[Défi 1]
Sélectionnez et recopiez chaque ligne des entrées qui contient la chaîne « wooden », en tenant compte de la casse.

[Extrait]
C’est une question à laquelle il m’a été donné de répondre à de nombreuses reprises à propos de la direction de chœur. On s’étonnait de voir un chef d’orchestre, historiquement violoncelliste, et non chanteur, apparaître fidèlement aux côtés de chœur des maisons d’opéras que j’évoquais. J’étais alors au tout début de cette aventure de direction et n’avais pas été formé à la direction de chœur, en effet. Je manipulais seulement les outils de la direction d’orchestre qui me semblaient adéquats, en inventant souvent certains sur le terrain même. Je dirigeai un ensemble de musiciens, aux contingences, besoins et demandes particulières. Ceux-ci chantaient comme d’autres jouaient du violon et d’autres encore du cor. On ne parle certes pas à un percussionniste comme on parle à un chanteur. On parle néanmoins à deux musiciens, chacun d’entre eux appelant des nécessités et désirs propres. La direction de chœur a ainsi accompagné mon parcours de chef d’orchestre pendant plusieurs années. Je crois que nous ne pouvons pas cloisonner nos savoirs pour en faire des lieux figés. Adapter les moyens, inventer des outils que chaque contexte appelle, recouvrent une dimension vivante de mon métier laquelle je tiens. En conséquence, et pour répondre précisément à votre question, la Musique de la Police Nationale est un orchestre français dans le paysage des orchestres français. Elle porte par ailleurs un savoir-faire de très haut niveau : celui, prestigieux depuis plus d’un siècle, de l’École Française des vents, et qu’il faudrait encore détailler.
Nous pourrions raisonner en terme d’identité. Je parlerais davantage de patrimoine. C’est une formation unique. Je suis très honoré d’avoir été choisi pour occuper cette position auprès d’eux.
Quant au répertoire, nous sommes sur un terrain passionnant : le répertoire d’orchestre d’harmonie prend sa source à la charnière des musique populaires et savantes et se développe sur ces deux ailes. La tradition du XIXème, le développement des harmonies lors de la révolution industrielle, nous emmènent vers un très large éventail de transcriptions, expression de l’incroyable vitalité de ce qui ne s’appelait pas encore médiation, ni même démocratisation. On ne parlait pas encore alors de « musique de répertoire ». Cette tradition perdure et prend aujourd’hui les visages de son temps (avec les musiques de films notamment). Nous devons continuer de l’honorer ainsi que les lieux qui le sollicitent. Il s’agit du cœur populaire historique de nos formations. Il est également le terreau de nombreuses pratiques amateur pour lesquelles la MPN est un étalon de qualité.

[Défi 2]
Recopiez fidèlement le passage de l'extrait qui commence par « Nous pourrions raisonner » et se poursuit jusqu'à « position auprès d’eux. ».

[Entrées]

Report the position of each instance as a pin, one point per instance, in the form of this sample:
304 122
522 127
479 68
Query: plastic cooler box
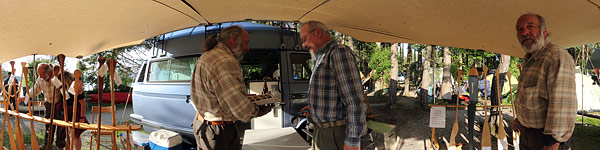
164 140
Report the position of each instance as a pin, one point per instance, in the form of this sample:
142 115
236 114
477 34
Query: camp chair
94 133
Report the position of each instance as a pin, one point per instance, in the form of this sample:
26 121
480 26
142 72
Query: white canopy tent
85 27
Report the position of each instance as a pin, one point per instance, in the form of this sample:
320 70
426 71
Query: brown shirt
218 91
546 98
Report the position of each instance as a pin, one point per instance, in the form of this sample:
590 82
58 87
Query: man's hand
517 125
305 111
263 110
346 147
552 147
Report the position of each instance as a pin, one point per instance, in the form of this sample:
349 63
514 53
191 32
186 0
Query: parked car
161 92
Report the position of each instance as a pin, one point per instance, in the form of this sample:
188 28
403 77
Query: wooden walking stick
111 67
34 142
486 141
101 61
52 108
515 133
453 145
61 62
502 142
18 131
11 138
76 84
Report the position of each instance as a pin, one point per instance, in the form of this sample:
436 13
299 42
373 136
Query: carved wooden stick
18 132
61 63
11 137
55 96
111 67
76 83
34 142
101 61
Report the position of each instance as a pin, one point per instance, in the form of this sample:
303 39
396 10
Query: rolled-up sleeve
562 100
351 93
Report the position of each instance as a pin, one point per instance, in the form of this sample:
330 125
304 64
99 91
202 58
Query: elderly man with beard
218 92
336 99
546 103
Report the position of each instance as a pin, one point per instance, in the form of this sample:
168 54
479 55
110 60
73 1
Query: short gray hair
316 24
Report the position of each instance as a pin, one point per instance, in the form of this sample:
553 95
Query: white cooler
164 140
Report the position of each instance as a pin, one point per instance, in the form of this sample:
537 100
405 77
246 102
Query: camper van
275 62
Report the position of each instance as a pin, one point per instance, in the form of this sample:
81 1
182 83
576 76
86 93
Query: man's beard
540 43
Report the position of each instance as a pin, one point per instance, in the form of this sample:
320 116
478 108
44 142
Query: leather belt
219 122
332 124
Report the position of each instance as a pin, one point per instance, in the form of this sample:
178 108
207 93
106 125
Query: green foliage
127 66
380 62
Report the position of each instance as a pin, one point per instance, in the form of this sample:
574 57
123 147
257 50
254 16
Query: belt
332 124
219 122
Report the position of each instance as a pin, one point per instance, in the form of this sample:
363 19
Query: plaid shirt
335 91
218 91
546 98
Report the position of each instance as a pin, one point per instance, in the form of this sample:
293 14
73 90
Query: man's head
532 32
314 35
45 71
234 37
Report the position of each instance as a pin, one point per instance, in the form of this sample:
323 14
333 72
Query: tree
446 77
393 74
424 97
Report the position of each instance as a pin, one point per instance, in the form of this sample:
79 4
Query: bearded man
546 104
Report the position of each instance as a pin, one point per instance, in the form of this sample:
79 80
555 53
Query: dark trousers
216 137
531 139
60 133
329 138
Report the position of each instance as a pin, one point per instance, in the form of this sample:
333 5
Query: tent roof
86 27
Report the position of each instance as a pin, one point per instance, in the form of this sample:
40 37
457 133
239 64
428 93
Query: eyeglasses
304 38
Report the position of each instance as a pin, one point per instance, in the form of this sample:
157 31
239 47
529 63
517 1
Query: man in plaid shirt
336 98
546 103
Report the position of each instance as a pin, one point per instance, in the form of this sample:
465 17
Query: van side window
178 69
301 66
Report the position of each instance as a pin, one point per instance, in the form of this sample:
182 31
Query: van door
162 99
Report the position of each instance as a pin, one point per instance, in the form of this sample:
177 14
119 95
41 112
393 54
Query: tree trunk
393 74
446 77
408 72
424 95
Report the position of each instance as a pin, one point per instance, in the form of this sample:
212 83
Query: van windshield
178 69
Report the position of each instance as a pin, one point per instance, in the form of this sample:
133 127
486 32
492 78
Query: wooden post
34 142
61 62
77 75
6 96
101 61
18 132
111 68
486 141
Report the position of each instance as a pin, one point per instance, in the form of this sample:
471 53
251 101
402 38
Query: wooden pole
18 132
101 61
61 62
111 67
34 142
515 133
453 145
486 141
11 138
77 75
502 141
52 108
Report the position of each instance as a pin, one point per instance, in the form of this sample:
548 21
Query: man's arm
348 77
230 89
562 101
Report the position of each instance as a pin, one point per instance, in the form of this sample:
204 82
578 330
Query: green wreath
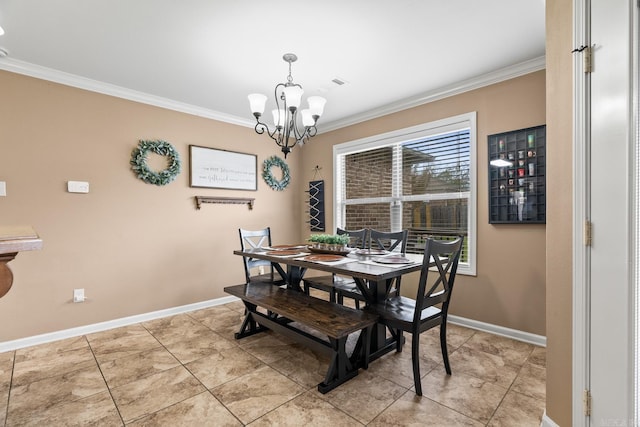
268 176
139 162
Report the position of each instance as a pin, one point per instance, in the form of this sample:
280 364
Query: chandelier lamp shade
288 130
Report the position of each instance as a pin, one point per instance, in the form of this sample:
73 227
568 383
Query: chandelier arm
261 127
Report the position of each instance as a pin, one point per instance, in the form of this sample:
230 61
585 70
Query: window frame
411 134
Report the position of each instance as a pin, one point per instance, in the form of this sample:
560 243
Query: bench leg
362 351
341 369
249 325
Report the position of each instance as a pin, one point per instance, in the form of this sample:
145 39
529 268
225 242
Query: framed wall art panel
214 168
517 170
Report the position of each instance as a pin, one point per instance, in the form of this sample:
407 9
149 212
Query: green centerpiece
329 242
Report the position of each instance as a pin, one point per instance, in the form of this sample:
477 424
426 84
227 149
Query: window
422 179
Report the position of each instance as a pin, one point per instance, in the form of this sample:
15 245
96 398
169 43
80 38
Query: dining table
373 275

[Réponse complète 1]
Query: wooden walking stick
Query: carved wooden stick
Query: wooden post
Query: wooden pole

[Réponse complète 2]
Nous pourrions raisonner en terme d’identité. Je parlerais davantage de patrimoine. C’est une formation unique. Je suis très honoré d’avoir été choisi pour occuper cette position auprès d’eux.